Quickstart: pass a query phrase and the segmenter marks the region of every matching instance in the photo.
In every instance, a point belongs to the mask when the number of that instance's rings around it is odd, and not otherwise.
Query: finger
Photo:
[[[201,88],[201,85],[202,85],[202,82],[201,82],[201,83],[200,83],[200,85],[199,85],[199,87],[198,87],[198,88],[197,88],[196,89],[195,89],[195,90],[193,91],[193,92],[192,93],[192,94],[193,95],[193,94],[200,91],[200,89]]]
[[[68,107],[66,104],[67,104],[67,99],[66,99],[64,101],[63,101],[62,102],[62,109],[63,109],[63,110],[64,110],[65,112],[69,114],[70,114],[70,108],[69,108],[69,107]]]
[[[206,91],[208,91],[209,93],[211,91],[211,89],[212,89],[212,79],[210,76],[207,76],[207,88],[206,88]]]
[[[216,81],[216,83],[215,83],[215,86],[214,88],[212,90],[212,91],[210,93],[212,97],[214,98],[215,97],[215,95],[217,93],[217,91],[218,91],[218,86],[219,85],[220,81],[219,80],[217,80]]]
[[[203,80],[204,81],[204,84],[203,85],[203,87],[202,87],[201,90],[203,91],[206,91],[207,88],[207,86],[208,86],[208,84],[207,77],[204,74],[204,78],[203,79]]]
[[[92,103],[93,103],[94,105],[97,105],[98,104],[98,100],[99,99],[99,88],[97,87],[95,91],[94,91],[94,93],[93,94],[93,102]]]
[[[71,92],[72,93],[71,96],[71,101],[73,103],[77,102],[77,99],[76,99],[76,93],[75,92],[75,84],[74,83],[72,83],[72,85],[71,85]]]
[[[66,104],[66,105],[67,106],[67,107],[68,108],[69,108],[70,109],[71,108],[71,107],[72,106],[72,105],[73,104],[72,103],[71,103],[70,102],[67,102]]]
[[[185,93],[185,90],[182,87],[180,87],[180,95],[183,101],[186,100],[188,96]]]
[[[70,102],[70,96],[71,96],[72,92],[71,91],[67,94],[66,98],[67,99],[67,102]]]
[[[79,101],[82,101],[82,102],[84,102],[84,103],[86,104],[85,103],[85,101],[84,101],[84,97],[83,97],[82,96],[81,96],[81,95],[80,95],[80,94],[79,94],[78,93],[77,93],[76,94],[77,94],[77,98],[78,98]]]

● Problem description
Rewrite all of the material above, replacing "segmenter" with "labeling tool" and leaving everything else unchanged.

● Exercise answer
Quickstart: pass a query phrase and the labeling tool marks the region of every matching instance in the photo.
In every instance, a point belongs to the mask when the number of that instance's rings around it is odd, and not otherwise.
Query: finger
Photo:
[[[201,88],[201,85],[202,85],[202,82],[201,82],[201,83],[200,83],[200,85],[199,85],[199,87],[198,87],[198,88],[197,88],[196,89],[195,89],[195,90],[193,91],[193,92],[192,93],[192,94],[193,95],[193,94],[200,91],[200,89]]]
[[[68,107],[66,104],[67,104],[67,99],[66,99],[64,101],[63,101],[62,102],[62,109],[63,109],[63,110],[64,110],[65,112],[69,114],[70,114],[70,108],[69,108],[69,107]]]
[[[206,91],[208,91],[209,93],[211,91],[211,89],[212,89],[212,79],[210,76],[207,76],[207,88],[206,88]]]
[[[216,81],[216,83],[215,83],[215,86],[214,88],[212,90],[212,91],[210,93],[212,97],[214,98],[215,97],[215,95],[217,93],[217,91],[218,91],[218,86],[219,85],[220,81],[219,80],[217,80]]]
[[[203,80],[204,81],[204,84],[203,85],[203,87],[202,87],[201,90],[203,91],[206,91],[207,88],[207,86],[208,86],[208,84],[207,77],[204,74],[204,78],[203,79]]]
[[[92,103],[93,103],[94,105],[97,105],[98,104],[98,100],[99,99],[99,88],[97,87],[95,91],[94,91],[94,93],[93,94],[93,102]]]
[[[71,92],[72,93],[71,96],[71,101],[73,103],[77,102],[77,99],[76,99],[76,93],[75,92],[75,84],[74,83],[72,83],[72,85],[71,85]]]
[[[66,104],[66,105],[67,106],[67,107],[68,108],[69,108],[70,109],[71,108],[71,107],[72,106],[72,105],[73,104],[72,103],[71,103],[70,102],[67,102]]]
[[[185,93],[185,90],[182,87],[180,87],[180,95],[183,101],[186,100],[188,96]]]
[[[70,102],[70,96],[71,96],[72,92],[71,91],[67,94],[66,98],[67,99],[67,102]]]
[[[79,101],[82,101],[82,102],[84,102],[84,103],[86,104],[85,103],[85,101],[84,101],[84,97],[83,97],[82,96],[81,96],[81,95],[80,95],[80,94],[79,94],[78,93],[77,93],[76,94],[77,94],[77,98],[78,98]]]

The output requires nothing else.